* **Data to use**

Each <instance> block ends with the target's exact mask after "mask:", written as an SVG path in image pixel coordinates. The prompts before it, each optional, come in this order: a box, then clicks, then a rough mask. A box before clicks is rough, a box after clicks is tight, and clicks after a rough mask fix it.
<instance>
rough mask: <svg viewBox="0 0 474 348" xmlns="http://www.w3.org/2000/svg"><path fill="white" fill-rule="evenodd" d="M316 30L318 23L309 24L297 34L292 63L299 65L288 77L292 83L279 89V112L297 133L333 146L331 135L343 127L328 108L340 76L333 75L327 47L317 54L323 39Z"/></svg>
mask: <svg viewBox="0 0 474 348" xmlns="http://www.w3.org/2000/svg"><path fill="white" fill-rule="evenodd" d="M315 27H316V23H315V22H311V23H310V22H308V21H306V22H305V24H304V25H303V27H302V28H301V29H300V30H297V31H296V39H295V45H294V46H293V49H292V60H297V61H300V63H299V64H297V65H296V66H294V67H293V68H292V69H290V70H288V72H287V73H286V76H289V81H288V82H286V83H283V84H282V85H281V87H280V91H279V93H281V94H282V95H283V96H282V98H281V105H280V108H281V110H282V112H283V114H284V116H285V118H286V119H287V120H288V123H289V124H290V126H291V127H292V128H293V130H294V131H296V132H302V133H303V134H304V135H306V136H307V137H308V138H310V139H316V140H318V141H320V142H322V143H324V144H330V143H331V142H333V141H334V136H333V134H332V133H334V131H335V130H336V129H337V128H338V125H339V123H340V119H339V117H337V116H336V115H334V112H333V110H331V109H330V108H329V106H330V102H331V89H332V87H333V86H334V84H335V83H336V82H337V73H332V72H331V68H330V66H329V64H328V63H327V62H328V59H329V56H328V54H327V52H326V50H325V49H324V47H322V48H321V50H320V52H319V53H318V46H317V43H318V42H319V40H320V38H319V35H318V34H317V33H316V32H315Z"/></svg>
* * *
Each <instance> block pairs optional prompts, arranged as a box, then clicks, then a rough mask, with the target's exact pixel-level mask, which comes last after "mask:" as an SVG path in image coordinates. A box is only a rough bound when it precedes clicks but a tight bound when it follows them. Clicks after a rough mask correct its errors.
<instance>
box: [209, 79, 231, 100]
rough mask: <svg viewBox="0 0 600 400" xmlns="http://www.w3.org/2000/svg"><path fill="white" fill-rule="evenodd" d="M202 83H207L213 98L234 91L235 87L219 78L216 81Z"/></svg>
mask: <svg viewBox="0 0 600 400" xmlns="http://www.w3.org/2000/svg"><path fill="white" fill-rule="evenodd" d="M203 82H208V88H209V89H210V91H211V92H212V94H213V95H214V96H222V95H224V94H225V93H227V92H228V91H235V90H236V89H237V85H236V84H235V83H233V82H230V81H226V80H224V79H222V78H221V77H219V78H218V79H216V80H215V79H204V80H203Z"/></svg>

* **Task to carry out**
Copy the lines from the one with "Each <instance> block ends" up to and including the one with "30L318 23L309 24L297", word for word.

* **Response area**
Each <instance> block ends with the target's exact mask after "mask:", written as an SVG path in image pixel coordinates. The prompts before it, each optional, come in this order: a box, then clicks, then a rough mask. A box before clicks is rough, a box after clicks is tight, and clicks after a rough mask fix it.
<instance>
rough mask: <svg viewBox="0 0 474 348" xmlns="http://www.w3.org/2000/svg"><path fill="white" fill-rule="evenodd" d="M316 30L318 23L309 24L297 34L292 63L299 65L288 77L292 83L279 89V112L297 133L333 146L331 135L343 127L328 108L340 76L333 75L327 47L317 54L323 39Z"/></svg>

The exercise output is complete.